### Exercise instructions
Translate this sentence from the article on CVPR 2020 research papers into Spanish: "The large size of object detection models deters their deployment in real-world applications such as self-driving cars and robotics."

### Reading passage
------------------------

CVPR 2020 is yet another big AI conference that takes place 100% virtually this year. But regardless of the format, the conference still showcases the most interesting cutting-edge research ideas in computer vision and image generation.
Here we’ve picked up the research papers that started trending within the AI research community months before their actual presentation at CVPR 2020. These papers cover the efficiency of object detectors, novel techniques for converting RGB-D images into 3D photography, and autoencoders that go beyond the capabilities of generative adversarial networks (GANs) with respect to image generation and manipulation.
Subscribe to our AI Research mailing list at the bottom of this article to be alerted when we release new summaries.
If you’d like to skip around, here are the papers we featured:
- EfficientDet: Scalable and Efficient Object Detection
- 3D Photography using Context-aware Layered Depth Inpainting
- Adversarial Latent Autoencoders
Cutting-Edge Research Papers From CVPR 2020
1. EfficientDet: Scalable and Efficient Object Detection, by Mingxing Tan, Ruoming Pang, Quoc V. Le
Original Abstract
Model efficiency has become increasingly important in computer vision. In this paper, we systematically study neural network architecture design choices for object detection and propose several key optimizations to improve efficiency. First, we propose a weighted bi-directional feature pyramid network (BiFPN), which allows easy and fast multi-scale feature fusion; Second, we propose a compound scaling method that uniformly scales the resolution, depth, and width for all backbone, feature network, and box/class prediction networks at the same time. Based on these optimizations and EfficientNet backbones, we have developed a new family of object detectors, called EfficientDet, which consistently achieve much better efficiency than prior art across a wide spectrum of resource constraints. In particular, with single-model and single-scale, our EfficientDet-D7 achieves state-of-the-art 52.2 AP on COCO test-dev with 52M parameters and 325B FLOPs, being 4×–9× smaller and using 13×–42× fewer FLOPs than previous detectors. Code is available on GitHub.
Our Summary
The large size of object detection models deters their deployment in real-world applications such as self-driving cars and robotics. To address this problem, the Google Research team introduces two optimizations, namely (1) a weighted bi-directional feature pyramid network (BiFPN) for efficient multi-scale feature fusion and (2) a novel compound scaling method. By combining these optimizations with the EfficientNet backbones, the authors develop a family of object detectors, called EfficientDet. The experiments demonstrate that these object detectors consistently achieve higher accuracy with far fewer parameters and multiply-adds (FLOPs).

------------------------

### Supplied data
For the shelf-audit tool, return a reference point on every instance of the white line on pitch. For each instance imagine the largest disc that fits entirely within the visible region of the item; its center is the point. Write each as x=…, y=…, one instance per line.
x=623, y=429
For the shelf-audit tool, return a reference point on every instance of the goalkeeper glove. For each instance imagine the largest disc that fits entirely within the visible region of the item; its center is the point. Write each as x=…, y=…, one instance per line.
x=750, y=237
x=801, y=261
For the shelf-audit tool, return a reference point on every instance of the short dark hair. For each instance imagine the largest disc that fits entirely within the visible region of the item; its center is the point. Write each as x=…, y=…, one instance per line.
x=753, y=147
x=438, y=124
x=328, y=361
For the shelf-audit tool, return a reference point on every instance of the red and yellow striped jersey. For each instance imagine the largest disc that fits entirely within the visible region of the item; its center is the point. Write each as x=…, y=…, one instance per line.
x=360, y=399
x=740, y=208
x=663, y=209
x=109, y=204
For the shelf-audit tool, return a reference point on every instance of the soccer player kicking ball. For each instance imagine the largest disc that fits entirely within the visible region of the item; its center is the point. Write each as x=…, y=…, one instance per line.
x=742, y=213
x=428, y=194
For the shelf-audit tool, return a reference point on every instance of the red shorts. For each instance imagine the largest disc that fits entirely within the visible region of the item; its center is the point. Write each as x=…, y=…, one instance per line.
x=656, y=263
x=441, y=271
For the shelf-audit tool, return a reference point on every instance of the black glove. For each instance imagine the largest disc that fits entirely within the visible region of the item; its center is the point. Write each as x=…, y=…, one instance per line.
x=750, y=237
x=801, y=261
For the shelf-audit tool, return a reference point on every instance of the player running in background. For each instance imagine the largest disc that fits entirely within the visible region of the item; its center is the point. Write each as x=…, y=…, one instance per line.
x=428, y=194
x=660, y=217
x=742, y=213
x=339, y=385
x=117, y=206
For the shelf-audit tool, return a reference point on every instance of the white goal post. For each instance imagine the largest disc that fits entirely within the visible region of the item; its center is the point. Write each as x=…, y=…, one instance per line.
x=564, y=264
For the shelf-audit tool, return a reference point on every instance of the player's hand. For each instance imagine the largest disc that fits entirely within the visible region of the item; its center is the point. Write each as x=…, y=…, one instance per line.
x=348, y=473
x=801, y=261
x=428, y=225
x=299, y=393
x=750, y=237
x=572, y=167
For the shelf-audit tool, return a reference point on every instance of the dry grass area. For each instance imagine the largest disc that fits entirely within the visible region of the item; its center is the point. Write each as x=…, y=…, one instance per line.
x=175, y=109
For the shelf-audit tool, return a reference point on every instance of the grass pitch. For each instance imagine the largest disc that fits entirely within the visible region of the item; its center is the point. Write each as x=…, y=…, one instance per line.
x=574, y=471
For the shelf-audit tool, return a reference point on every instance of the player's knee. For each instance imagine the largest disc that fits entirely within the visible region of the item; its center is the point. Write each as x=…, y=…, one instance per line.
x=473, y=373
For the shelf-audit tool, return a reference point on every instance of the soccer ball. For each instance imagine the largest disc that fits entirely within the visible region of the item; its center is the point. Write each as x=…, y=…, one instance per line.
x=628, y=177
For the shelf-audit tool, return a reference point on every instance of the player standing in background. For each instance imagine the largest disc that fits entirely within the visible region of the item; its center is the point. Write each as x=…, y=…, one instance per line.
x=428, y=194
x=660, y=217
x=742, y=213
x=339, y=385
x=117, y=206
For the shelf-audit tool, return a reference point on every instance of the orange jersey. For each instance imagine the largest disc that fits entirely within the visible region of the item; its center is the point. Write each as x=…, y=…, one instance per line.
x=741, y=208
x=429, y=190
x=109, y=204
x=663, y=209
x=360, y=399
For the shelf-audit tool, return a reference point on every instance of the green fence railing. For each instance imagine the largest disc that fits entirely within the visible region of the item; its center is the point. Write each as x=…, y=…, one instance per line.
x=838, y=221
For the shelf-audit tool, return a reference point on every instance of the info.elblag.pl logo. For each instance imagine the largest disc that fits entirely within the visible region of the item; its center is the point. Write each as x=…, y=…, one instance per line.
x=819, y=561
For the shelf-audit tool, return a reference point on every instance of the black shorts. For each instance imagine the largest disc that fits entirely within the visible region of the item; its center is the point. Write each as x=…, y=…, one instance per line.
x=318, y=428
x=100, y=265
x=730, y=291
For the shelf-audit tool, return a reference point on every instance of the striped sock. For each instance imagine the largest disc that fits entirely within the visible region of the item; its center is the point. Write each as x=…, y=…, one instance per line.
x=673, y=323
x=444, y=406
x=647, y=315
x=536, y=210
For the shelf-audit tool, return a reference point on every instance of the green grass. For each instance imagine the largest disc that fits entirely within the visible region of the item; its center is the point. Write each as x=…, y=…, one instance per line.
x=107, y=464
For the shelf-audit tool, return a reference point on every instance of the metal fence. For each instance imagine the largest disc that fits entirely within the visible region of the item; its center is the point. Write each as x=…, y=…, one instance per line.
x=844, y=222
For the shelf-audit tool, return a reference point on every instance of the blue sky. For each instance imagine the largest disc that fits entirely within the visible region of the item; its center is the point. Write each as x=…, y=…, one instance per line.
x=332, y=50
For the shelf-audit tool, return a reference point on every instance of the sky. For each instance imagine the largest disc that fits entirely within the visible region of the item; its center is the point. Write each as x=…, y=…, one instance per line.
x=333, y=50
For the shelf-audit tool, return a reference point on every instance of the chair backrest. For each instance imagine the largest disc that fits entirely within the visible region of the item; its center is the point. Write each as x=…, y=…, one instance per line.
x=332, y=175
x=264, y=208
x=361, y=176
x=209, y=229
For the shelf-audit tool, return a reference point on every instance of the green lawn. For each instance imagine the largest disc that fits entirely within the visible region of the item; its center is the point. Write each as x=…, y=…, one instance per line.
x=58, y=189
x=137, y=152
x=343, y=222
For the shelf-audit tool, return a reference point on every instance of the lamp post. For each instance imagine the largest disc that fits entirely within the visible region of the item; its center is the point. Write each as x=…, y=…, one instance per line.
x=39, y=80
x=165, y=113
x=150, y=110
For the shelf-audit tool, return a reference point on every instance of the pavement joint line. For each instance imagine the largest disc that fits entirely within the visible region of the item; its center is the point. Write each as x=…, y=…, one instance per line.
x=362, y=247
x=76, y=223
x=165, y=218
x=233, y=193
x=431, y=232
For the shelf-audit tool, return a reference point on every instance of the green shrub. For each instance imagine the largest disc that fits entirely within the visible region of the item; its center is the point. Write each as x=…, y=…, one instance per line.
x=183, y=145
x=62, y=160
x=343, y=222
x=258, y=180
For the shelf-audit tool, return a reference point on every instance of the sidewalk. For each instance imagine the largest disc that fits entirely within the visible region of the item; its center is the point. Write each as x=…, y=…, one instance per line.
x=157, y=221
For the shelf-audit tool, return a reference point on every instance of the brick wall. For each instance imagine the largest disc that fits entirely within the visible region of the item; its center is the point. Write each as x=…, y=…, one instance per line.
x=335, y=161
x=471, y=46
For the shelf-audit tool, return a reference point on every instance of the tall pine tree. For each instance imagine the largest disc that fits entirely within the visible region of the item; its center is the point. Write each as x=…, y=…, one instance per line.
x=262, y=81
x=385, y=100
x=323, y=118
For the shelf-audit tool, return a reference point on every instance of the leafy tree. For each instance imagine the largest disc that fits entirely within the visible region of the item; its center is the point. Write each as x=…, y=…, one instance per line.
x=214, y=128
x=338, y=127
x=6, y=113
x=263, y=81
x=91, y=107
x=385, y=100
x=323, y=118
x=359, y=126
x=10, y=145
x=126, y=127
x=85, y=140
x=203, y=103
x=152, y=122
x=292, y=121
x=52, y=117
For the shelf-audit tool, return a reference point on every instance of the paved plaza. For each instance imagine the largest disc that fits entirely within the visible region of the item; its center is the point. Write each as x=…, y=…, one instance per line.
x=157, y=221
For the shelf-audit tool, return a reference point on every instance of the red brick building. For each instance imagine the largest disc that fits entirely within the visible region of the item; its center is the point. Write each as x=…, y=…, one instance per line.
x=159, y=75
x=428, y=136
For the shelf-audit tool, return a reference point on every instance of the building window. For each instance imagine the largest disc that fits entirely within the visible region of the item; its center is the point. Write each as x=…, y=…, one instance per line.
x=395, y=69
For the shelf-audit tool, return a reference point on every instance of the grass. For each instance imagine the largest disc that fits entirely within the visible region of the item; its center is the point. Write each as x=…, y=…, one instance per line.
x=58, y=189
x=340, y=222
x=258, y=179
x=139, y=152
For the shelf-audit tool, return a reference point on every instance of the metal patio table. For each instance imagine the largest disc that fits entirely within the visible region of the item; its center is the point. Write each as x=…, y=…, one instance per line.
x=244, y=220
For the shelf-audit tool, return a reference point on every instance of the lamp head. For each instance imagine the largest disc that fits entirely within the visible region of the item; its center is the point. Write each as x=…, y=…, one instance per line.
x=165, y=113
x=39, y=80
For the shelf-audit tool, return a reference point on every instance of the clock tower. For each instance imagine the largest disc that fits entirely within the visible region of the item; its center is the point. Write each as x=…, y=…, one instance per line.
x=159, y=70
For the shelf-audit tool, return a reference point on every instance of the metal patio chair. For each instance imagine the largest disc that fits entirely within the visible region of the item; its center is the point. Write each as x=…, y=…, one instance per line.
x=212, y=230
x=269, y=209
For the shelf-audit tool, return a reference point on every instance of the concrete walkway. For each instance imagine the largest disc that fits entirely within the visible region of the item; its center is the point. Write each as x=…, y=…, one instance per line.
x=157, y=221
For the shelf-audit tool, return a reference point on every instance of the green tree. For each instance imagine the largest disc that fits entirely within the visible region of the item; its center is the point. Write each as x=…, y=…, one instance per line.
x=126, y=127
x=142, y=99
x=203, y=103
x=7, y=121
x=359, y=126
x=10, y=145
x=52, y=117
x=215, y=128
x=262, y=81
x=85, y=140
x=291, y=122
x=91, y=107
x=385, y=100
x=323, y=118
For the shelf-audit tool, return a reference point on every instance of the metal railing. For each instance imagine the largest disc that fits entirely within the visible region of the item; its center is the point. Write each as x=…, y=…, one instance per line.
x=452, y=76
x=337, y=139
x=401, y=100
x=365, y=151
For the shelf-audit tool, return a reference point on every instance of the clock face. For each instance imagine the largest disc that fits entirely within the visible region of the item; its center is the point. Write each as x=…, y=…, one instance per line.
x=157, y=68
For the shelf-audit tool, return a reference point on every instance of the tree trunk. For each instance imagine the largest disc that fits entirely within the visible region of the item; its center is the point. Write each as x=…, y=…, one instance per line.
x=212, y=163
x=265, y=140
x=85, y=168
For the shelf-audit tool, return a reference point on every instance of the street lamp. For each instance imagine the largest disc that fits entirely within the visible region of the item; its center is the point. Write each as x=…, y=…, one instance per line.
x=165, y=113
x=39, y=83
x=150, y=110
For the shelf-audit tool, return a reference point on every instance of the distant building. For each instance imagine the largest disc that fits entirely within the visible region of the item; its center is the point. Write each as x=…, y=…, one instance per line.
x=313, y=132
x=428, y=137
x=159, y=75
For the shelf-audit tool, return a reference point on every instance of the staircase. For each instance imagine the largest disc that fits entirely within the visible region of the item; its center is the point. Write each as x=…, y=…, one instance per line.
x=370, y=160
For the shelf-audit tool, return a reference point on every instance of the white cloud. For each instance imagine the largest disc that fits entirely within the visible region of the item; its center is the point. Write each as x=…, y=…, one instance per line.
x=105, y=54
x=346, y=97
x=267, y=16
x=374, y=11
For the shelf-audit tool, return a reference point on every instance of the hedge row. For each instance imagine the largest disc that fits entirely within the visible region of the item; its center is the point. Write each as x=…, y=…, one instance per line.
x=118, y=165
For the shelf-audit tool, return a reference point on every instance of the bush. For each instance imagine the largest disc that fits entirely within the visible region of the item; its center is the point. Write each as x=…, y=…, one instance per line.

------------------------

### Solution
El gran tamaño de los modelos de detección de objetos obstaculiza su despliegue en aplicaciones del mundo real, como los automóviles autónomos y la robótica.